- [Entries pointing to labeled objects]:
[start]

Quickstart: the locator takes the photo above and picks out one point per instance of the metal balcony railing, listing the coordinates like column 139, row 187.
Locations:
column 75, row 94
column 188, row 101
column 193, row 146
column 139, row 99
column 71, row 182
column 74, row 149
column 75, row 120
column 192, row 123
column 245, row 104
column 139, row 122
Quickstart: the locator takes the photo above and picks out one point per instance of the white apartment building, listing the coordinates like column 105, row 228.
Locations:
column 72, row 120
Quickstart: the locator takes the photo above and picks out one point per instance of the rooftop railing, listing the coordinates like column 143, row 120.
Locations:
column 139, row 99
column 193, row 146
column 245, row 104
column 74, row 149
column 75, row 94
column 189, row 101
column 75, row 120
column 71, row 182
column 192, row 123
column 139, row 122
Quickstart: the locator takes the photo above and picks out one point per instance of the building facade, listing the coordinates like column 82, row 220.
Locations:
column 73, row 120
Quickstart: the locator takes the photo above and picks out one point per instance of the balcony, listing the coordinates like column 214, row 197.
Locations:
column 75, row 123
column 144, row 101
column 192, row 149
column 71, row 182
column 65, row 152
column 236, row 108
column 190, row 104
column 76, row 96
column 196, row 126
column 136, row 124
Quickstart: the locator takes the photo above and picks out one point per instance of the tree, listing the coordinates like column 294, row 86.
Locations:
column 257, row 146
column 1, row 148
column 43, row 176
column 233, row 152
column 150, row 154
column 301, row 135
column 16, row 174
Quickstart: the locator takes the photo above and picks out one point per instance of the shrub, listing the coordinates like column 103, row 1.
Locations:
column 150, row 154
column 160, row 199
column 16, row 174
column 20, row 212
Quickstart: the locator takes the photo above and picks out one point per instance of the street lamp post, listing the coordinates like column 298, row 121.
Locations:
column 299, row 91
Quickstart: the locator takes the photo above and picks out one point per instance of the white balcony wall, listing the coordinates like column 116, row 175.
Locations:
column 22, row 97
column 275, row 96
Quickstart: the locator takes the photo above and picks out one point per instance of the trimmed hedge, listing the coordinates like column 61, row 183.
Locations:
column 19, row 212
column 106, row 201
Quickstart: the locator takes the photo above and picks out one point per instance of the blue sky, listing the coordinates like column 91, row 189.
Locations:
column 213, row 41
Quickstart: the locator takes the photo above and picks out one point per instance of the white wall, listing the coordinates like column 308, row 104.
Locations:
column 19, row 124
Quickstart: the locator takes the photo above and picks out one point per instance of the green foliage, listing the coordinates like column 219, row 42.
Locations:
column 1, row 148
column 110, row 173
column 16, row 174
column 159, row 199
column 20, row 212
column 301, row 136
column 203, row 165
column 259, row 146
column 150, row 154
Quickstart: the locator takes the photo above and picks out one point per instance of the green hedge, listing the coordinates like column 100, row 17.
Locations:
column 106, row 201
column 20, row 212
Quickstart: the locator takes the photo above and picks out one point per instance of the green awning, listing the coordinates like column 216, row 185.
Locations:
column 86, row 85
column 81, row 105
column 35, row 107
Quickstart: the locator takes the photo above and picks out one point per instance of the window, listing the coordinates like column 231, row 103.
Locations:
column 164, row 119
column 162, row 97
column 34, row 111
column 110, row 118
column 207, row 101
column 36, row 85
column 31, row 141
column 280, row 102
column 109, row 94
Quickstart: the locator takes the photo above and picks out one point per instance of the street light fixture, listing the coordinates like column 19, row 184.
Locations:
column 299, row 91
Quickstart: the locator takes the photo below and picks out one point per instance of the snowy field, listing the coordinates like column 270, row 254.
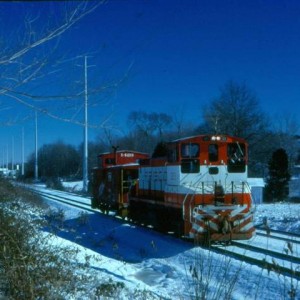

[end]

- [AIM]: Collect every line of the material above that contains the string "white". Letter case counts.

- [ANSWER]:
Quickstart: the locator takes the photo above and picks out one point per instance of the white apartment building, listing the coordinates like column 105, row 228.
Quickstart: the locator takes the photo above and picks out one point per instance of the white balcony wall, listing the coordinates like column 116, row 175.
Quickstart: the locator takes the photo above and picks out one point per instance of the white wall, listing the coordinates like column 308, row 104.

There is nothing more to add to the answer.